ACTIVITY
Your answer must be an exact copy of the records below, minus the pictures.

Image-grounded pointing data:
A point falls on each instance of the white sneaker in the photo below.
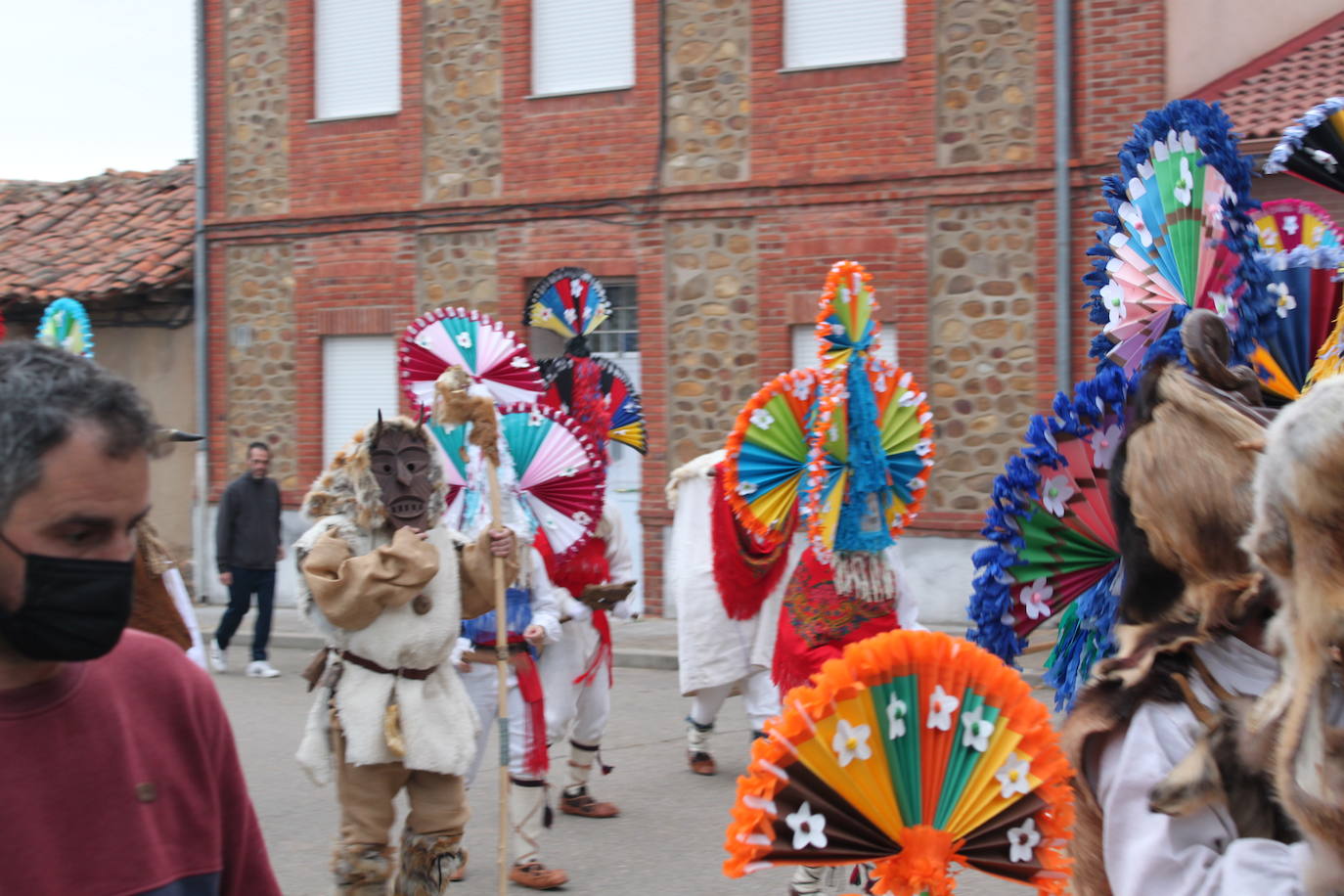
(262, 669)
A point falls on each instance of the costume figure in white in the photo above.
(386, 589)
(577, 672)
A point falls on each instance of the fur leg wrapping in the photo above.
(427, 863)
(362, 870)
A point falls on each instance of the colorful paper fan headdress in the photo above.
(1179, 237)
(1314, 148)
(1304, 254)
(913, 751)
(571, 302)
(470, 340)
(65, 324)
(1055, 551)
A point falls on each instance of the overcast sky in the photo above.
(89, 85)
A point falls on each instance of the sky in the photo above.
(89, 85)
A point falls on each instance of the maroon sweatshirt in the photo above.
(119, 777)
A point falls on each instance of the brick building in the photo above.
(708, 157)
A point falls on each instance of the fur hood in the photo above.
(348, 488)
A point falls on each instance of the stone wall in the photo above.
(262, 389)
(987, 75)
(457, 270)
(255, 108)
(708, 92)
(712, 309)
(463, 65)
(981, 347)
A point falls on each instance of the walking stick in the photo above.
(455, 407)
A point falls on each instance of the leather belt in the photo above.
(414, 675)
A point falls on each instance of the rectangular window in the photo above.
(359, 379)
(582, 46)
(358, 68)
(804, 342)
(843, 32)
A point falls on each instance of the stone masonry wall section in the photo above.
(981, 353)
(712, 310)
(987, 82)
(463, 100)
(263, 388)
(255, 108)
(459, 270)
(708, 92)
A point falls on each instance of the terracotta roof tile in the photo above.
(1275, 89)
(96, 238)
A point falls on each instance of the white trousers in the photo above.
(574, 711)
(482, 687)
(759, 697)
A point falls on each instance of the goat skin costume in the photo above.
(1145, 734)
(390, 711)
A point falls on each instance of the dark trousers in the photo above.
(246, 583)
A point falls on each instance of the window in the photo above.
(582, 46)
(358, 58)
(843, 32)
(359, 379)
(804, 338)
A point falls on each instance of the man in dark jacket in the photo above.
(246, 550)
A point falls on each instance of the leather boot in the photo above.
(427, 863)
(697, 747)
(574, 798)
(527, 816)
(362, 870)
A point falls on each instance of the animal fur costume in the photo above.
(1182, 499)
(391, 712)
(1298, 539)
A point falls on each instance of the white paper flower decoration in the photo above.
(941, 705)
(1105, 443)
(809, 829)
(1055, 493)
(851, 741)
(1013, 777)
(1035, 598)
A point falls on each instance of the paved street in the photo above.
(667, 842)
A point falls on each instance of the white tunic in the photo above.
(1196, 855)
(437, 720)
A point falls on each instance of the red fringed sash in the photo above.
(535, 759)
(744, 569)
(588, 565)
(816, 622)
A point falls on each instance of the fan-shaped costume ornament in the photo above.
(1314, 147)
(65, 324)
(1304, 254)
(1179, 237)
(913, 751)
(470, 340)
(1055, 551)
(571, 302)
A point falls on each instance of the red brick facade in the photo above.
(844, 162)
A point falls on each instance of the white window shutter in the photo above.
(843, 32)
(804, 341)
(582, 46)
(358, 58)
(359, 379)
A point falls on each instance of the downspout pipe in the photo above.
(1063, 209)
(200, 574)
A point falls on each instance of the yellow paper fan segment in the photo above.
(913, 751)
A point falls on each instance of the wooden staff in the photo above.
(455, 407)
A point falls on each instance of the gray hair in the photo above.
(43, 392)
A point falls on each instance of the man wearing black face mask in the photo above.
(114, 744)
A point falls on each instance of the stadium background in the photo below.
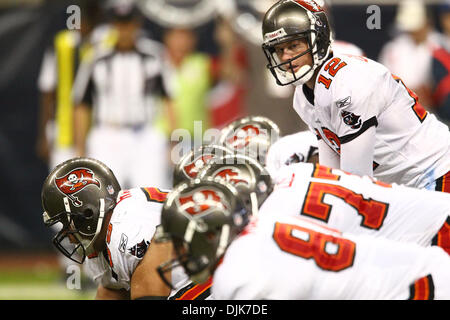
(27, 259)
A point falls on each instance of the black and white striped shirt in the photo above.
(123, 88)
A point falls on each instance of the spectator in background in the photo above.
(409, 54)
(118, 95)
(230, 76)
(441, 67)
(187, 76)
(54, 136)
(58, 69)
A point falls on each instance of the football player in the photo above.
(367, 120)
(361, 205)
(293, 148)
(111, 231)
(211, 237)
(251, 136)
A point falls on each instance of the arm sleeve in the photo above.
(47, 76)
(357, 155)
(327, 156)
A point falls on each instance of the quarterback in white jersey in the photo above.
(361, 205)
(367, 120)
(319, 263)
(293, 148)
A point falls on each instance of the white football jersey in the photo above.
(130, 231)
(291, 258)
(359, 205)
(297, 147)
(354, 93)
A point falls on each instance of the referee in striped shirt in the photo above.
(119, 95)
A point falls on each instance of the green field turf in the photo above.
(39, 285)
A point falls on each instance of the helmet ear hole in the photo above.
(88, 213)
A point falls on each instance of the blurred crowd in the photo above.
(113, 91)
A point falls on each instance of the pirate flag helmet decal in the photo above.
(76, 195)
(251, 136)
(192, 162)
(201, 218)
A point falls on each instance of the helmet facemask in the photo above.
(199, 241)
(73, 240)
(318, 38)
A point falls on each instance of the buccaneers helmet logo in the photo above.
(75, 181)
(201, 201)
(192, 169)
(351, 119)
(311, 5)
(243, 136)
(231, 175)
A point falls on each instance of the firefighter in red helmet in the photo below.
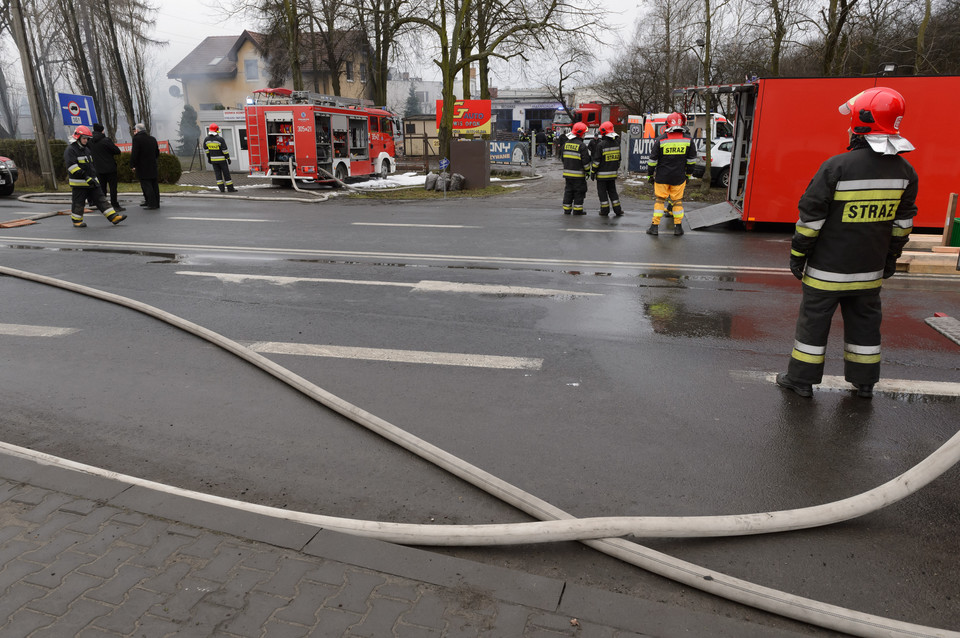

FINAL ANSWER
A point falls on each instance of the white sneaker in the photo below.
(262, 669)
A point falls on each instance of the costume figure in white in the photo above.
(386, 589)
(577, 672)
A point falls on each instance of the fur leg wrapping in the photo above.
(427, 863)
(362, 870)
A point falls on each instance of the colorful paper fan headdress in the photo above.
(1179, 237)
(1314, 148)
(1304, 254)
(913, 751)
(571, 302)
(470, 340)
(65, 324)
(1055, 551)
A point falls on each instance of the overcast sky in the photo above.
(89, 85)
A point falls on each instance of the sky in the photo above.
(89, 85)
A point falls on each instance of the maroon sweatshirt in the photo above.
(119, 777)
A point falls on each instance of the brick building in the photo above.
(708, 157)
A point falls on each instance of the fur hood in the photo above.
(348, 488)
A point falls on each instance of the stone wall in the photo above.
(262, 389)
(987, 75)
(457, 270)
(255, 108)
(708, 92)
(712, 309)
(463, 65)
(981, 347)
A point falls on each instance of the walking stick in the photo above.
(455, 407)
A point falls on each instance of the leather belt in the photo above.
(414, 675)
A point falls on each instance of the rectangular window in the photo above.
(359, 379)
(582, 46)
(358, 68)
(804, 342)
(843, 32)
A point falls on each instance of the stone masonry wall section in the photo above.
(981, 353)
(712, 310)
(987, 82)
(463, 100)
(263, 388)
(255, 108)
(459, 270)
(708, 92)
A point falls on each instance of the terracotta roof tile in the photo above.
(1275, 89)
(96, 238)
A point falls on each instance of the white trousers in the photo above.
(574, 711)
(482, 687)
(759, 697)
A point falls on each instance of the goat skin costume in the photo above.
(1145, 734)
(390, 711)
A point falls on each instance of the dark trousers in the photo above.
(246, 583)
A point falls on each instance of the window in the photo above.
(582, 46)
(358, 58)
(843, 32)
(359, 379)
(804, 338)
A point falls on each instance of the man in dark jacket in the photo above.
(246, 550)
A point falls on each instance of the leather boot in the photo above.
(427, 863)
(697, 747)
(574, 798)
(527, 816)
(362, 870)
A point falls on each instance of the animal fur costume in the photo above.
(1182, 499)
(391, 712)
(1298, 539)
A point falls on each instance of the white paper flower decoration in the photo above.
(941, 705)
(1105, 443)
(809, 829)
(1055, 493)
(851, 741)
(1013, 777)
(1035, 598)
A point falls on each instance of the paved street in the photo above.
(667, 842)
A point falls on each instance of the white tunic in the photo above.
(1196, 855)
(437, 720)
A point falls on each instance of the red fringed sash in the photo above.
(535, 759)
(744, 569)
(588, 565)
(816, 622)
A point falls on each instance of the fan-shaped costume ornament in the photo above.
(1314, 147)
(65, 324)
(1304, 254)
(1179, 237)
(913, 751)
(470, 340)
(1055, 551)
(571, 302)
A point falls on each instance of the red brick facade in the photo above.
(844, 162)
A point falls on each instance of the white window shutter in the photo above.
(843, 32)
(804, 341)
(582, 46)
(358, 58)
(359, 379)
A point falls on each instance of the downspout pipe in the photo above.
(1063, 209)
(200, 574)
A point falls on each instance of the yellow paper fan segment in the photo above.
(913, 751)
A point falls on each instance of the wooden staff in the photo above.
(455, 407)
A point falls on each instance of the gray hair in the photo above.
(43, 392)
A point falls on each instance of the man wearing black face mask in the photo above.
(114, 744)
A point falls on each instance of the stadium background in the photo below.
(27, 259)
A point falls on each instance of the black and white striped shirt in the photo above.
(123, 88)
A point falls on each instance of the spectator in background in the photo above.
(409, 54)
(118, 95)
(230, 76)
(441, 67)
(187, 76)
(54, 136)
(58, 69)
A point falls on each instance of the football player in the photo above.
(367, 120)
(361, 205)
(293, 148)
(111, 231)
(211, 237)
(251, 136)
A point falls on each instance of the arm sleeve in the photo above.
(47, 76)
(357, 155)
(327, 156)
A point falls on each instance of the quarterback in white jersey in the photo above.
(361, 205)
(367, 120)
(319, 263)
(293, 148)
A point falls on each instance of the white football jersey in the photo above.
(130, 231)
(291, 258)
(359, 205)
(297, 147)
(354, 93)
A point falls on each instance of the referee in striped shirt in the photo above.
(119, 95)
A point falls on each instance of the green field turf in the photo above.
(39, 285)
A point falls on each instance of the helmet ear hole in the photo above.
(88, 213)
A point falls on each instance of the blurred crowd in the photo above.
(113, 91)
A point falls on each instance of the pirate flag helmet decal in the photo above.
(76, 195)
(251, 136)
(192, 162)
(201, 218)
A point falls on each instance of the helmet facemask in the photo above.
(199, 241)
(73, 240)
(318, 38)
A point falls on each instance of the buccaneers helmet logo in the photo above.
(75, 181)
(201, 201)
(192, 169)
(351, 119)
(311, 5)
(243, 136)
(231, 175)
A point falls on each instance of the firefighter in red helmet in the photo below.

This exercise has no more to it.